• **目標**
下に示す第11回北九州消化管研究会についての文章を、最初から最後まで一字も変えずに書き写してほしい。

━━ 文書抜粋 ━━

昨日(6/16)は『第11回北九州消化管研究会』がリーガロイヤルホテル小倉で開催されました。
今回は胃内視鏡が胃がん検診の適応となってきたのを受けて、“ABC健診”を推し進めている淳風会健康管理センター副センター長で旭ヶ丘病院院長代理の井上和彦先生から「胃がん撲滅をめざしてーABC分類に基づく胃がん検診、H.pylori除菌治療、除菌後サーベイランスのcordination—」というご講演をいただきました。
まずその前段として九州労災病院消化器内科の田中俊行先生から「最近当院で経験した稀な上部消化管異物症例」ということで、魚骨や縫い針、丸(生)餅、歯ブラシ、牛骨(テール)等々の異物誤飲症例の提示があり、スネアや鉗子器材のみならず胆石破砕用のバスケット鉗子やネット鉗子、腹腔鏡、更には耳鼻咽喉科との共同治療に、用手的除去など様々な手法での提示で、以前の勤務医時代を思い出した次第です。
本題の特別講演では、まずABC(エービーシー)健診、ABC健診とは胃カメラなど使わず、血液検査で“ピロリ菌抗体”と“ペプシノゲン”の2項目を検査し、胃がんの発生しやすさを分類するもので、非常にコストベネフィットの良い健診です。
この度胃内視鏡でのがん検診容認も、実際は内視鏡施行医により多少様々な面もあり、これをまた医師会等でのWチェック体制に、読影委員会や偶発症に対する委員会等の設置と、なかなか内視鏡でのがん検診は出来るようになったものの、体制づくりが大変な面もあります。
今回(といより以前からありましたが)提唱の“ABC健診”は、安価で客観性もあり、結果でA群でピロリ菌感染がなければ5年に1回の検査、B群であれば精密検査にて問題なければ2~3年に1回の検査、C-D群であれば精密検査受診で問題なければ1年に1回の検査と方向付けやすくなってます。
こういった、何処でも誰でも、そして安価で受けられるといった検査が非常に有用であると思いますし、ましてや健診です、健診これは基本健常人に対しての検査であるので尚の事こういった検査で示指していくことが重要と、改めて今回の講演会で思った次第です。
ご講演ありがとうございました。

━━━
━━ 記録一覧 ━━

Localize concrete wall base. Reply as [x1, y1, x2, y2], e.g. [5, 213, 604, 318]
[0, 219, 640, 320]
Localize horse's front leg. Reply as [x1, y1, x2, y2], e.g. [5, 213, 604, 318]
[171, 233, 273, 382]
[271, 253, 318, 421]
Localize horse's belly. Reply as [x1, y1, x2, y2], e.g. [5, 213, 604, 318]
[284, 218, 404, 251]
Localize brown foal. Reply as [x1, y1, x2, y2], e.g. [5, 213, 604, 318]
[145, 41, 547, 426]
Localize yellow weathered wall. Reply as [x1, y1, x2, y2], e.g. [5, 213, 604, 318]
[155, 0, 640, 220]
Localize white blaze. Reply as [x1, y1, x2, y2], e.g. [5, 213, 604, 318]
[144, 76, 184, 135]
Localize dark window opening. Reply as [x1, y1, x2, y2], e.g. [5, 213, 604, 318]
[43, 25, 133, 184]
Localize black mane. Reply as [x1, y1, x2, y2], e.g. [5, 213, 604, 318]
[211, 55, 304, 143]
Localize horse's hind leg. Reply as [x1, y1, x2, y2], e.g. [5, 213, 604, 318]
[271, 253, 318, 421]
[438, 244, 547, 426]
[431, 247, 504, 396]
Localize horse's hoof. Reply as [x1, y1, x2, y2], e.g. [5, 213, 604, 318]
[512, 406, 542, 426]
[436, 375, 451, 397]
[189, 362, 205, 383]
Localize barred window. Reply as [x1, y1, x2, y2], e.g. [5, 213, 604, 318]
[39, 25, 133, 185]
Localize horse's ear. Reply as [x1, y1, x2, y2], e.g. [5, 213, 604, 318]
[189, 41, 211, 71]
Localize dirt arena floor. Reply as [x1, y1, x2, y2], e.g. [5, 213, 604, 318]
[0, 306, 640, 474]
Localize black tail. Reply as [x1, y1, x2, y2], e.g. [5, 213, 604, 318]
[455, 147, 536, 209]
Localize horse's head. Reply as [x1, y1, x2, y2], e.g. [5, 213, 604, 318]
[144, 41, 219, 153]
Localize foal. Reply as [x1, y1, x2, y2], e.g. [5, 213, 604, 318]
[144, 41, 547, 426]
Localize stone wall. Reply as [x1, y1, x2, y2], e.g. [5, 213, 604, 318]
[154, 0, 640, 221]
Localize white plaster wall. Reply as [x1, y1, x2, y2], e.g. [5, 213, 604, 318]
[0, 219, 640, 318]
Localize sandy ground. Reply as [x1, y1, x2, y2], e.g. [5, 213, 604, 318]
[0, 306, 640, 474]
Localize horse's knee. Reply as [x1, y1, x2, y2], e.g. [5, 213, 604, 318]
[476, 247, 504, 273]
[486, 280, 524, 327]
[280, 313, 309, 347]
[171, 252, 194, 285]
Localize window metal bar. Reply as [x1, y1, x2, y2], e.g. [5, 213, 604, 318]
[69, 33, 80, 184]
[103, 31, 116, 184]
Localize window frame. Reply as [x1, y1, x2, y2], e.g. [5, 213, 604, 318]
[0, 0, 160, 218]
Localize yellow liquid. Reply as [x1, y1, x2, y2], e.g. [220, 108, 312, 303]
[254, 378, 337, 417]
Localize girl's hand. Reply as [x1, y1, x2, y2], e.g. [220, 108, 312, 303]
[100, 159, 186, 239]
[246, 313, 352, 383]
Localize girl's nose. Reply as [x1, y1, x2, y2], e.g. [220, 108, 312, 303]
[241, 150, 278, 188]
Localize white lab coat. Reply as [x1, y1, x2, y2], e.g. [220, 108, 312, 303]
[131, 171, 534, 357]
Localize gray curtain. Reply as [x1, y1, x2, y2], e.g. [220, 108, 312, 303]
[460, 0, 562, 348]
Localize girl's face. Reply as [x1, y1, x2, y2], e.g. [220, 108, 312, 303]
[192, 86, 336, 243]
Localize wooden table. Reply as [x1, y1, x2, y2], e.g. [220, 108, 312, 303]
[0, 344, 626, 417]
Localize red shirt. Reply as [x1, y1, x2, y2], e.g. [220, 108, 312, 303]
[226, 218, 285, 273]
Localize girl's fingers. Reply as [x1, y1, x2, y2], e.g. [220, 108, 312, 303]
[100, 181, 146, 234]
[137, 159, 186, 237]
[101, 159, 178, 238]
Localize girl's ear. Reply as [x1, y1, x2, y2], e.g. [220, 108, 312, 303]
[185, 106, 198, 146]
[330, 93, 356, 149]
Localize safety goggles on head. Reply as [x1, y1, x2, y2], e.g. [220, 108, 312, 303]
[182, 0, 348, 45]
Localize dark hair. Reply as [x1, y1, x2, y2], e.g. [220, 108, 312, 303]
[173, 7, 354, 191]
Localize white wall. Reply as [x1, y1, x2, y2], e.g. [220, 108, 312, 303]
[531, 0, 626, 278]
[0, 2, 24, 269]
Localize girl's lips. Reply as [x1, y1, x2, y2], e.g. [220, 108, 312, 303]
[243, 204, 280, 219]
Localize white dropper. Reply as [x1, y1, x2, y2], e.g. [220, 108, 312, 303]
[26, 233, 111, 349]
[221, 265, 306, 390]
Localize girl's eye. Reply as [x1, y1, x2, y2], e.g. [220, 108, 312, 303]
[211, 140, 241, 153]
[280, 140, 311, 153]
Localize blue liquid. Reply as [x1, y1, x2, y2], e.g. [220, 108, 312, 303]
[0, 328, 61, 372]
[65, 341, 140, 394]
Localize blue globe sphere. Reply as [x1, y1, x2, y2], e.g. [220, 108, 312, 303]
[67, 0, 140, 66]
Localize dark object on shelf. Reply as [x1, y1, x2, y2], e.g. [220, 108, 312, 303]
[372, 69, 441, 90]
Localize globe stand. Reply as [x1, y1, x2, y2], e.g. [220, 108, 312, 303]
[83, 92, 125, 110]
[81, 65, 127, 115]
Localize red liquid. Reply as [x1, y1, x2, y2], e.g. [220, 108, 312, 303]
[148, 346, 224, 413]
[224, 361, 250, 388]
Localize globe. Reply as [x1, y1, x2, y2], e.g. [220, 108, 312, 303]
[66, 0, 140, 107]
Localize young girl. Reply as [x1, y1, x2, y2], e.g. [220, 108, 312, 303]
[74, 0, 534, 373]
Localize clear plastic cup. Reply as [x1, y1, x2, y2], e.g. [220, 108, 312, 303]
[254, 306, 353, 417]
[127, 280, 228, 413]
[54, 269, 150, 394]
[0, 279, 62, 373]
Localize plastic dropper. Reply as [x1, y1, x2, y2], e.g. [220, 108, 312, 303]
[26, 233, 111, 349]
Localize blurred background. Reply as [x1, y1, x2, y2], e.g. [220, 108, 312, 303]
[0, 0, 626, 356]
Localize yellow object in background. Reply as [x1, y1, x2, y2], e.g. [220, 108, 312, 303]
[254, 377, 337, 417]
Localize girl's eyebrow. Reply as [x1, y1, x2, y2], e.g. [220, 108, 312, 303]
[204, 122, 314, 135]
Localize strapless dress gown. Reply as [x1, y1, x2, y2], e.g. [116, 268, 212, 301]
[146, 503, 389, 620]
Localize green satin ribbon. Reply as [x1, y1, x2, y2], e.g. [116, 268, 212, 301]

━━━

• **回答**
昨日(6/16)は『第11回北九州消化管研究会』がリーガロイヤルホテル小倉で開催されました。
今回は胃内視鏡が胃がん検診の適応となってきたのを受けて、“ABC健診”を推し進めている淳風会健康管理センター副センター長で旭ヶ丘病院院長代理の井上和彦先生から「胃がん撲滅をめざしてーABC分類に基づく胃がん検診、H.pylori除菌治療、除菌後サーベイランスのcordination—」というご講演をいただきました。
まずその前段として九州労災病院消化器内科の田中俊行先生から「最近当院で経験した稀な上部消化管異物症例」ということで、魚骨や縫い針、丸(生)餅、歯ブラシ、牛骨(テール)等々の異物誤飲症例の提示があり、スネアや鉗子器材のみならず胆石破砕用のバスケット鉗子やネット鉗子、腹腔鏡、更には耳鼻咽喉科との共同治療に、用手的除去など様々な手法での提示で、以前の勤務医時代を思い出した次第です。
本題の特別講演では、まずABC(エービーシー)健診、ABC健診とは胃カメラなど使わず、血液検査で“ピロリ菌抗体”と“ペプシノゲン”の2項目を検査し、胃がんの発生しやすさを分類するもので、非常にコストベネフィットの良い健診です。
この度胃内視鏡でのがん検診容認も、実際は内視鏡施行医により多少様々な面もあり、これをまた医師会等でのWチェック体制に、読影委員会や偶発症に対する委員会等の設置と、なかなか内視鏡でのがん検診は出来るようになったものの、体制づくりが大変な面もあります。
今回(といより以前からありましたが)提唱の“ABC健診”は、安価で客観性もあり、結果でA群でピロリ菌感染がなければ5年に1回の検査、B群であれば精密検査にて問題なければ2~3年に1回の検査、C-D群であれば精密検査受診で問題なければ1年に1回の検査と方向付けやすくなってます。
こういった、何処でも誰でも、そして安価で受けられるといった検査が非常に有用であると思いますし、ましてや健診です、健診これは基本健常人に対しての検査であるので尚の事こういった検査で示指していくことが重要と、改めて今回の講演会で思った次第です。
ご講演ありがとうございました。